Records from a data source
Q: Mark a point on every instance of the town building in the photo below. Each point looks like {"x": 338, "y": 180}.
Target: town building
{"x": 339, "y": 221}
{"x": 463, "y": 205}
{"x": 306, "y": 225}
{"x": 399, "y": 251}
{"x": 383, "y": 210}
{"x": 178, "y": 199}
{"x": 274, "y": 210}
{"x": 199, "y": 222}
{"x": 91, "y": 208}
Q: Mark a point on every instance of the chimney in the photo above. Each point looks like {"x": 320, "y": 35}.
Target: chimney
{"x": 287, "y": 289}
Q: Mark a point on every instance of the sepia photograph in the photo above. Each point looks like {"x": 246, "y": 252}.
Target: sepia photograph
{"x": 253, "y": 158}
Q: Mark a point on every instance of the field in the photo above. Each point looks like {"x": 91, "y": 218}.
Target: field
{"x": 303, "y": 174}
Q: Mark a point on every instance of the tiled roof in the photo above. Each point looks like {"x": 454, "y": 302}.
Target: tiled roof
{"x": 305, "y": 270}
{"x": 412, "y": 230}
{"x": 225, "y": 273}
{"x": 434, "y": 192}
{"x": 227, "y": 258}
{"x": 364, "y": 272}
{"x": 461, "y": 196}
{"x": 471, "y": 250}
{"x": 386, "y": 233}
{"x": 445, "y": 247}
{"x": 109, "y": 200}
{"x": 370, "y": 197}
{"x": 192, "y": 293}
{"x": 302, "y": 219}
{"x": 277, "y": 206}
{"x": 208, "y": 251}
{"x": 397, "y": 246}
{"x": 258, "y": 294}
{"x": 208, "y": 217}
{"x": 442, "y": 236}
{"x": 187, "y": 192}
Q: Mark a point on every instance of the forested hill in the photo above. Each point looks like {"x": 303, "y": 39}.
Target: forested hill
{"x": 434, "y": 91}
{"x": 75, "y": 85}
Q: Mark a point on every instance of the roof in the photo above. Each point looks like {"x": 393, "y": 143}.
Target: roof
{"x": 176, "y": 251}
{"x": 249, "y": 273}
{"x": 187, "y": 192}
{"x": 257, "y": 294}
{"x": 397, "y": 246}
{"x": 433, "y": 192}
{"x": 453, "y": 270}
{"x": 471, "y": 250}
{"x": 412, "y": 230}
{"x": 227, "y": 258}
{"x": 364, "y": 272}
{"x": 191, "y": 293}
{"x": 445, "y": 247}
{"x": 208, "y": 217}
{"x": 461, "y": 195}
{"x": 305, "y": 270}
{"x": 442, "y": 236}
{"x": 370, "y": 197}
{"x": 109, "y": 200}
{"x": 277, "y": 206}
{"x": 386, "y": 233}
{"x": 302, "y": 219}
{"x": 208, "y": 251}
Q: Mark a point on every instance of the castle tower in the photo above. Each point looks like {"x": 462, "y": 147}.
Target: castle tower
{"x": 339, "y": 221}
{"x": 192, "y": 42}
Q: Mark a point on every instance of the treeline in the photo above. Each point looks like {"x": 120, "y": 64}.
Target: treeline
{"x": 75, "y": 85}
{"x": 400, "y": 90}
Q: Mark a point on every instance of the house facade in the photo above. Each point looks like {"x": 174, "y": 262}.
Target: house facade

## TASK TO COMPLETE
Repeat exactly the lines from the line containing "Q: Mark a point on every instance of the castle" through the last line of the records above, including both, and nothing else.

## ANSWER TO THE EXERCISE
Q: Mark a point on every instance of the castle tower in the photo above. Each point looks like {"x": 462, "y": 147}.
Target: castle tower
{"x": 339, "y": 221}
{"x": 192, "y": 42}
Q: Mark a point on every instance of the treeline in the photo above. Each point looks like {"x": 120, "y": 64}.
Target: treeline
{"x": 75, "y": 85}
{"x": 400, "y": 90}
Q: Mark a point on every instance of the house facade in the photo above. Each point looks like {"x": 174, "y": 262}.
Target: house facade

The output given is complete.